» Texte proposé:
----------------------------------------
Du «Plan REVA ou Retour Vers l’Agriculture», lancé en 2006, au Programme «Tekki Fii» («Réussir ici», en Wolof), initié depuis mai 2017, en passant par la Grande offensive pour la nourriture et l'abondance (GOANA, avril 2008) et la Délégation générale à l’entreprenariat rapide des femmes et des jeunes (DER-FJ) et les nombreux agences, projets et programmes d’emplois et de financement de jeunes déroulés par l’Etat, et l’approche sécuritaire avec l’appui du FRONTEX à la Marine et les efforts de la Gendarmeries et autres Forces de défense et de sécurité, rien ne semble arrêter les jeunes candidats à l’«aventure» périlleux vers l’«Eldorado» européen. Au contraire, l’émigration irrégulière est un phénomène qui continue, en dépit des réponses étatiques. Depuis des années, une politique migratoire, qui peine toujours à être mise en œuvre, est engagée. Les jeunes continuent de mourir en mer ou dans le désert du Sahara ou frontières des Etats maghrébins de transit. Les différents accords de partenariat entre le Sénégal et les pays de l’Union européenne (UE) n’ont pu endiguer le phénomène. Les deux parties ont beaucoup misé sur l’approche sécuritaire et la surveillance, sans que celle-ci parvienne à en constituer un frein définitif.
----------------------------------------
» Extrait de données:

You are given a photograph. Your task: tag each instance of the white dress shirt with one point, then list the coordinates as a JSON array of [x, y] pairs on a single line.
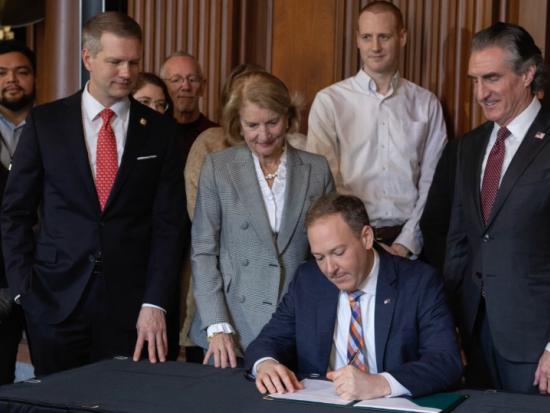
----------------------------------------
» Liste des consignes:
1. D'après le texte sur l'émigration irrégulière, pourquoi les accords de partenariat entre le Sénégal et l'Union européenne n'ont-ils pas endigué le phénomène ? Répondez en une à trois phrases.
2. Reprenez le texte sur l'émigration irrégulière à partir de sa dernière phrase et poursuivez-le.

» Réponses par consigne:
1. Le Sénégal et l'Union européenne ont surtout misé sur l'approche sécuritaire et la surveillance. Or cette approche n'est pas parvenue à constituer un frein définitif aux départs.

2.
L’AGENCE FRONTEX SUBMERGEE…
En effet, l’Agence européenne de garde-frontières et de garde-côtes (FRONTEX), créée en 2004, pour aider les États membres de l’UE et les pays associés à l’espace Schengen à protéger les frontières extérieures de l’espace de libre circulation de l’UE se heurte à beaucoup de difficultés. En 2021, la Cour des comptes Européennes a produit un rapport montrant que le FRONTEX peine à réaliser les ambitions de l’UE. «D'une manière générale, nous avons constaté́ que le soutien apporté par FRONTEX aux États membres de l'UE/pays associés àl'espace Schengen dans la lutte contre l'immigration illégale et la criminalité́ transfrontalière n'était pas suffisamment efficace». Début 2022, l’Union européenne a proposé à se déployer sur les côtes sénégalaises. La volonté collaborative du président Macky Sall s’est heurtée à l’opposition de la société civile. N’empêche, le Sénégal a déployé des Forces de sécurité qui n’ont autre objectif que de déjouer les velléités des candidatures à l’émigration irrégulière. L’appui de l’Europe est chanté lors de rencontre sur l’émigration. En plus de la répression, le Sénégal mène la lutte à travers la création d’activités génératrices de revenus comme l’agriculture. Depuis le régime du président Abdoulaye Wade, on note la mise en place de politiques de stabilisation des jeunes à travers un retour vers les champs. C’est ainsi que, pour contrer le phénomène des pirogues utilisées pour regagner les côtes de l’Europe, appelé «Barça wala Barsakh», et compenser l’accord de rapatriement de migrants irréguliers conclu entre le Sénégal et l’Espagne, deux événements qui avaient suscité émotion, indignation et colère de plus d’un en 2005-2006, l’ancien président de la République, Me Abdoulaye Wade, avait lancé, en 2006, le «Plan REVA ou Retour Vers l’Agriculture». Pour fixer les jeunes dans les terroirs.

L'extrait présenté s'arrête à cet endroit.